Top of Listed records

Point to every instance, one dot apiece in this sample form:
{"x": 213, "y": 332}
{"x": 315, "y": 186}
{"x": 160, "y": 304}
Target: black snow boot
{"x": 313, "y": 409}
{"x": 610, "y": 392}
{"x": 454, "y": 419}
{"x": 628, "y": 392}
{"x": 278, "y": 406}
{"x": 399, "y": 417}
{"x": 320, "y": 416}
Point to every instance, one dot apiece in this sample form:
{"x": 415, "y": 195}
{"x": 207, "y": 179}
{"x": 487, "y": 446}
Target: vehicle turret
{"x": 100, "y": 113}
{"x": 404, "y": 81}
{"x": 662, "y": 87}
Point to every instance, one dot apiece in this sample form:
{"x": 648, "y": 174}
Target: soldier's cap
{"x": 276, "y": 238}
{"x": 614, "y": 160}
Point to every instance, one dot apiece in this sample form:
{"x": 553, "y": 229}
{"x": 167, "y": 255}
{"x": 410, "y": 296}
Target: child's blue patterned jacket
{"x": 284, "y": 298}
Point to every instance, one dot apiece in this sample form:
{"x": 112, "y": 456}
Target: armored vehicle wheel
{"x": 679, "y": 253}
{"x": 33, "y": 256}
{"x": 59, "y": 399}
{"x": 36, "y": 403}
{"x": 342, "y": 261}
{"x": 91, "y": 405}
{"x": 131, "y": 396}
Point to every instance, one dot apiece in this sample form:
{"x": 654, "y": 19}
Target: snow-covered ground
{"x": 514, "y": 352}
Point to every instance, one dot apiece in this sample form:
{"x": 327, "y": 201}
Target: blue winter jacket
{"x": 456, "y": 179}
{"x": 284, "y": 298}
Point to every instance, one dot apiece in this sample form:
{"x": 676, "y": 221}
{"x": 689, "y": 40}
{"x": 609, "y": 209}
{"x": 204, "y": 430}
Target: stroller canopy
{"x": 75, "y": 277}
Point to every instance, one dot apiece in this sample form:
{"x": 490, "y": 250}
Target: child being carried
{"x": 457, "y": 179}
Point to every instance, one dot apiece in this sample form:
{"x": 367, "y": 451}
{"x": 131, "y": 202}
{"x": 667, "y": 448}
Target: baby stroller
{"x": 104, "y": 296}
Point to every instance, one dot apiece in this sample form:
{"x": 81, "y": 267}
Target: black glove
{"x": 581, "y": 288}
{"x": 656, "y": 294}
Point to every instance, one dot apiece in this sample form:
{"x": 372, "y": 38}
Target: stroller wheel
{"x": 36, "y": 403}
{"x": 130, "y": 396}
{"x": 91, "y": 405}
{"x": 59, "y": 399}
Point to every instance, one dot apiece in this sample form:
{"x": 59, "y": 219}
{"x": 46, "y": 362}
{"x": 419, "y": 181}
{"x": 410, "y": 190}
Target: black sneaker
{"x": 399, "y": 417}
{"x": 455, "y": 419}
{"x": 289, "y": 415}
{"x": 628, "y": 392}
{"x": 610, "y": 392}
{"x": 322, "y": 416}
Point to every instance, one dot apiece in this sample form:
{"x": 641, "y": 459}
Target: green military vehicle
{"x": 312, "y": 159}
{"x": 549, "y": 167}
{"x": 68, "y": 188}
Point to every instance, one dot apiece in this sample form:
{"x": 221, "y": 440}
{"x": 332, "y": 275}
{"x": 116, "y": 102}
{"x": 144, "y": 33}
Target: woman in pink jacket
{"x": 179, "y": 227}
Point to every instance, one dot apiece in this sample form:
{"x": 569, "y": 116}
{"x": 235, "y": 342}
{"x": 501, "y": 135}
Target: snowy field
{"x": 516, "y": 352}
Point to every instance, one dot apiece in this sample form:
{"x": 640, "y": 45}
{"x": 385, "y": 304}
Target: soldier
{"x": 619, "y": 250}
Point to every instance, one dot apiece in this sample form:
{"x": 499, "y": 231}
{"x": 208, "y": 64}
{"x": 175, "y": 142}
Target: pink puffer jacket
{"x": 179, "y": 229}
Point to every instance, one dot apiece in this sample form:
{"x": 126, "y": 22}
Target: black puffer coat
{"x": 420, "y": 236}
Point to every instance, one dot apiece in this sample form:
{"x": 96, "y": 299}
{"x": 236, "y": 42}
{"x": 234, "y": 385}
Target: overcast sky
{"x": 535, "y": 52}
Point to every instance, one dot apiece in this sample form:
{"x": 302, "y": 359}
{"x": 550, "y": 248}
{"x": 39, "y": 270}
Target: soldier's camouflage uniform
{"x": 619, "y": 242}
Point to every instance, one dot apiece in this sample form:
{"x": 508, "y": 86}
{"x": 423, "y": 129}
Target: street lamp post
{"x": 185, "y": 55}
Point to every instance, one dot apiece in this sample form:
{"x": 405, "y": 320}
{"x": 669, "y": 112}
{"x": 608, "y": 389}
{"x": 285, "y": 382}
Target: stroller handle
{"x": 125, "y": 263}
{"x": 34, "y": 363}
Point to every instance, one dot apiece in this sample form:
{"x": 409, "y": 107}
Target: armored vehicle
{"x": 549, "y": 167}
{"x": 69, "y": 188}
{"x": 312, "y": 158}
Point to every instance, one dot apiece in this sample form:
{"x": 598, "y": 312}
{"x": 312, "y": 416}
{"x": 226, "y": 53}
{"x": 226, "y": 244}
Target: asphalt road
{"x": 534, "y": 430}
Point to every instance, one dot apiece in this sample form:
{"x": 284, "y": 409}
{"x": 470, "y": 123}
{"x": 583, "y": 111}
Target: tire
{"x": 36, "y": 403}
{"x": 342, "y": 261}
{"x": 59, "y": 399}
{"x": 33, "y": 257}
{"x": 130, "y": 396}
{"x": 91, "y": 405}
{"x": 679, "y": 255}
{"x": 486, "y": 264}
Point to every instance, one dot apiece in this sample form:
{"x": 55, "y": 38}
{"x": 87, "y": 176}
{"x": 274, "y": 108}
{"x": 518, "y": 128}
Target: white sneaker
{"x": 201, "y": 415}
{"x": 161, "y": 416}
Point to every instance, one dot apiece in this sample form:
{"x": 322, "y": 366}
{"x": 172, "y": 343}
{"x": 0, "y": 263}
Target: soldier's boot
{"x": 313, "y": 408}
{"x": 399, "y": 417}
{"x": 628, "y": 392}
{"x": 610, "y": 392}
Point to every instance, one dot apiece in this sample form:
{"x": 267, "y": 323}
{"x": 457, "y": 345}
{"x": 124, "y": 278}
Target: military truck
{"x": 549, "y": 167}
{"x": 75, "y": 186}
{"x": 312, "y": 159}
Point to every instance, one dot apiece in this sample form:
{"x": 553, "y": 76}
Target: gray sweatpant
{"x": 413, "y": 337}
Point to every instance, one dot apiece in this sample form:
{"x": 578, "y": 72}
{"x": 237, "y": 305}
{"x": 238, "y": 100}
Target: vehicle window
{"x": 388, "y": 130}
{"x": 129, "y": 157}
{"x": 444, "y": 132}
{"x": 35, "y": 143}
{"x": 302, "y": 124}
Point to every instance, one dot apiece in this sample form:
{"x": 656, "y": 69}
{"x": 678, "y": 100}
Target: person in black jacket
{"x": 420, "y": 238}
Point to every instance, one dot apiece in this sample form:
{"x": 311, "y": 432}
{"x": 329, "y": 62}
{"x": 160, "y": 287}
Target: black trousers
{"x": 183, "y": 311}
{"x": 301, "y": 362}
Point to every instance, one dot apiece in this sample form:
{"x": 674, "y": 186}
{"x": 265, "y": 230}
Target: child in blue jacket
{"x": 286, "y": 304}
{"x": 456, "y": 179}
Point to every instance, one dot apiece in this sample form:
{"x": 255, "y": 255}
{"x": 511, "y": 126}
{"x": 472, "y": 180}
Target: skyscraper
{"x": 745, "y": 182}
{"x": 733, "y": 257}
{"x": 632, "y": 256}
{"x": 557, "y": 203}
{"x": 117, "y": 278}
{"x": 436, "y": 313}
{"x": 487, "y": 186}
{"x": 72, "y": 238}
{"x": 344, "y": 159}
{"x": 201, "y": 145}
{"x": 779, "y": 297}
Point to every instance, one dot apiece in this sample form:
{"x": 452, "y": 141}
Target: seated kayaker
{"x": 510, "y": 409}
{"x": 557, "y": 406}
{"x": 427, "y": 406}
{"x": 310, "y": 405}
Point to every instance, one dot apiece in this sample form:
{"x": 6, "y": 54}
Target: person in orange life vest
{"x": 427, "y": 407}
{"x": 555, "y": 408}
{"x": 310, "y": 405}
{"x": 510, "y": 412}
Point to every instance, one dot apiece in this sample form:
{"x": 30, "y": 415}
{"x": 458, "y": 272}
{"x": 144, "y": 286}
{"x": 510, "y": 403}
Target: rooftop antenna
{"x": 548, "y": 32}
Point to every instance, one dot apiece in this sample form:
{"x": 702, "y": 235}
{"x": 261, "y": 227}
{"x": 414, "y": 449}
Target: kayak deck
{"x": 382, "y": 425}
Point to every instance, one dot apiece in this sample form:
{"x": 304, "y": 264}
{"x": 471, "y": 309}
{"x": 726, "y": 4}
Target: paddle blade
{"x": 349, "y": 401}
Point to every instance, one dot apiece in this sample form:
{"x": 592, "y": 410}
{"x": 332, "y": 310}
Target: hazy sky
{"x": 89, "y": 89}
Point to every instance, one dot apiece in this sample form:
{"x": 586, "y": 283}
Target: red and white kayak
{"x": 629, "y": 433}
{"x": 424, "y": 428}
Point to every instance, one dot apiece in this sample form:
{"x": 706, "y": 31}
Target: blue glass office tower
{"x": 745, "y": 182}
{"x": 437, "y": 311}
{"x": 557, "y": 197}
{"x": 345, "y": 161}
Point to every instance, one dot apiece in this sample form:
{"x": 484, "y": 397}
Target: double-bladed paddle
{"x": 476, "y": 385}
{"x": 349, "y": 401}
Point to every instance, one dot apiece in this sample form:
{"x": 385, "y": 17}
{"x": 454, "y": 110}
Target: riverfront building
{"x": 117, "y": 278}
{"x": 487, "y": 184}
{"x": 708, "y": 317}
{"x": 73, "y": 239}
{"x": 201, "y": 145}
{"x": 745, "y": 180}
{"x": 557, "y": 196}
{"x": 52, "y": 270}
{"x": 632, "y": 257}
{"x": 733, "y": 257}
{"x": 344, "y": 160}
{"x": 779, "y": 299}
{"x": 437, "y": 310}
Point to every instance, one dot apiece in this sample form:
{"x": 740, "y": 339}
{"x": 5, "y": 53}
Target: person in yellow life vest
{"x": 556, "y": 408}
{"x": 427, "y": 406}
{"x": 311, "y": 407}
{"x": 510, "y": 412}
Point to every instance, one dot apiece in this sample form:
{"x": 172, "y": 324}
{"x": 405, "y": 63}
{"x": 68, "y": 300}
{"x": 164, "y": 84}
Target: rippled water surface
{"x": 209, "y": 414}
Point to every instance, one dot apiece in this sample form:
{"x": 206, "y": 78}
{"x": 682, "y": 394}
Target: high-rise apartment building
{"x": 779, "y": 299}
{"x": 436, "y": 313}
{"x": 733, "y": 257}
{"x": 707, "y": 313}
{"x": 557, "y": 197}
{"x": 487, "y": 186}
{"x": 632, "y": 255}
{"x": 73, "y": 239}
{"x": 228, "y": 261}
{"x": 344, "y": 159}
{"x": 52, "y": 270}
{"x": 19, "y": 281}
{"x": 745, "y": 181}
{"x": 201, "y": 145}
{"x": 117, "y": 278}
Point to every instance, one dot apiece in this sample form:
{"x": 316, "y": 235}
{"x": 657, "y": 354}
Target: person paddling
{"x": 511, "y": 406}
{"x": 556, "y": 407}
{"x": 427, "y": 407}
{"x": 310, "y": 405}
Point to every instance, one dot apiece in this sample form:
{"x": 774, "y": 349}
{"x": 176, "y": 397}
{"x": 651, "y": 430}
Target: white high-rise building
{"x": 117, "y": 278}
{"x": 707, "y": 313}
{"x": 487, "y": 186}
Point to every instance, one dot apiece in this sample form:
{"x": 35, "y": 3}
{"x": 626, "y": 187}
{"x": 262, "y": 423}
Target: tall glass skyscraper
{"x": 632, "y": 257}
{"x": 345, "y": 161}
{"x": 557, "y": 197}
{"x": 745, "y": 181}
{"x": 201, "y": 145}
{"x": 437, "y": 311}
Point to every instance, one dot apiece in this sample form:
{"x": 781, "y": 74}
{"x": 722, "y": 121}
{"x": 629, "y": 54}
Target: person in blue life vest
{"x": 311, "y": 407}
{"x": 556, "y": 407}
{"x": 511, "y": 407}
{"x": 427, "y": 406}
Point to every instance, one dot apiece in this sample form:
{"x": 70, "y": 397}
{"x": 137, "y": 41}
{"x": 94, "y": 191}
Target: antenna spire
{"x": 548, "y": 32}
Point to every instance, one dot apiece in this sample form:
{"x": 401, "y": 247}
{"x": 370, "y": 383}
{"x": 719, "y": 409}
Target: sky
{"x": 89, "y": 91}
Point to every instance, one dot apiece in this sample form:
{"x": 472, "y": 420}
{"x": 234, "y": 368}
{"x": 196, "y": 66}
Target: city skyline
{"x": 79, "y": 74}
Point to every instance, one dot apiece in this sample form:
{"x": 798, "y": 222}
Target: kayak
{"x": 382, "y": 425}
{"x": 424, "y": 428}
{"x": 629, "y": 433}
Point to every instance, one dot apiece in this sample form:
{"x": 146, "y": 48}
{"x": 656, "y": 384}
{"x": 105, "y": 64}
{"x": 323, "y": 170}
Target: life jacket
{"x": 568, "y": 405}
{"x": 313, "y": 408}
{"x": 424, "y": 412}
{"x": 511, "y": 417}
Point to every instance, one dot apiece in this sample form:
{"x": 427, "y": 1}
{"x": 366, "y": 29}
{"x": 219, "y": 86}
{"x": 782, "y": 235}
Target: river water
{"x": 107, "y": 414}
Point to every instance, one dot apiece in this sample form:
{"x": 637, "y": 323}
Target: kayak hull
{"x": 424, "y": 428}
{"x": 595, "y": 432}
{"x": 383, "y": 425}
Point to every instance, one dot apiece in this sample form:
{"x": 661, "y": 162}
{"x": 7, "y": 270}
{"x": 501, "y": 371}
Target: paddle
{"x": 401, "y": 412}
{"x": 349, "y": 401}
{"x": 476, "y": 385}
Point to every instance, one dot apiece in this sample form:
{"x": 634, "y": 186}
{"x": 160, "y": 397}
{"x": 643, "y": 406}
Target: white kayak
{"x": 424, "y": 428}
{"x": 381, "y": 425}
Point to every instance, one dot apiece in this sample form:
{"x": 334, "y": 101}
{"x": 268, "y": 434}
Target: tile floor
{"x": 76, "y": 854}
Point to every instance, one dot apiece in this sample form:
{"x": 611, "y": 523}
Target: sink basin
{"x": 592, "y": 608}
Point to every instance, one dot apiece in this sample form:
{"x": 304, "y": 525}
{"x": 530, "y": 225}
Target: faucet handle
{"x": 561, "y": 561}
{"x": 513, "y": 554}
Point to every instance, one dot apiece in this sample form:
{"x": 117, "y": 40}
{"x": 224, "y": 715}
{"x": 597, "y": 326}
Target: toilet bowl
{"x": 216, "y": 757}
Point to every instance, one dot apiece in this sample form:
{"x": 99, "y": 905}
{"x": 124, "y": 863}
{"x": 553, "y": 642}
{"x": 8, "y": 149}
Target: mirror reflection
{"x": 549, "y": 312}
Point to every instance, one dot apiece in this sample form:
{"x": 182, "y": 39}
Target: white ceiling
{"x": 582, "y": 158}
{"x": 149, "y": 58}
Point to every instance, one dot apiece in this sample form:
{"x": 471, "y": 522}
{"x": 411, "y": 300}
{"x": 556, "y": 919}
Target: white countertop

Bottom of Listed records

■ Task details ■
Write out exactly the lines from the one with "Target: white ceiling" through the end of the records above, both ends included, and leave out all other lines.

■ Completed task ■
Target: white ceiling
{"x": 582, "y": 158}
{"x": 149, "y": 58}
Point to every instance, one dot apiece in this sample form:
{"x": 471, "y": 522}
{"x": 411, "y": 300}
{"x": 556, "y": 919}
Target: white countertop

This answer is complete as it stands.